### Text segment:
___

“Ay sino ga ang iitlugin?”. This question inevitably popped up when my sisters went around the neighbourhood in Pook looking to see if anyone had any eggs to spare. For needing eggs in the community meant someone was in need of the nutrients contained in those little white or brown orbs, especially in a poor community when no one had the means to consult a doctor.
House by house my sisters would knock, or more accurately, call out to the house owner, “Pahiram po ng itlog!”. In this case, borrowing was loosely relative term. One asks to borrow an egg, with the tacit understanding that repayment of it may well take weeks or months to happen, if at all. But as in all close-knit rural communities in the old days, everyone looks out after each other, and whatever one has to spare was shared with those in need.
Eggs were a very precious commodity. One was lucky enough to have any to spare, and even luckier for not having the need for it. For it was a quick cure all for all ailments, the miracle cure that restored good health necessary to plow the fields or take the cows to pasture.
Many years later, eggs would still resonate with the same meaning for our family. My father making sinuam, eggs poached in salted water with ginger root and cracked pepper signified that a new baby had just been born to our family. Having just delivered the new baby, my mother would be staying in the local obstetric clinic, doors away from our apartment, and needing the health-packed nutrients to help her back on her feet. And I guess the sooner the better, what with all her other children waiting for her to resume the duties of being a mother.

___

### Material provided:
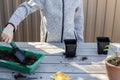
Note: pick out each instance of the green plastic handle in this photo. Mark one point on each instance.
(12, 42)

___

### Tasks for this exercise:
a - In the passage about eggs, what dish did the father make when a new baby was born to the family?
b - From the passage about eggs, retype everything from "Eggs were a" down to "being a mother.".

### Responses to the exercise:
a - He made sinuam, which is eggs poached in salted water with ginger root and cracked pepper.

b -
Eggs were a very precious commodity. One was lucky enough to have any to spare, and even luckier for not having the need for it. For it was a quick cure all for all ailments, the miracle cure that restored good health necessary to plow the fields or take the cows to pasture.
Many years later, eggs would still resonate with the same meaning for our family. My father making sinuam, eggs poached in salted water with ginger root and cracked pepper signified that a new baby had just been born to our family. Having just delivered the new baby, my mother would be staying in the local obstetric clinic, doors away from our apartment, and needing the health-packed nutrients to help her back on her feet. And I guess the sooner the better, what with all her other children waiting for her to resume the duties of being a mother.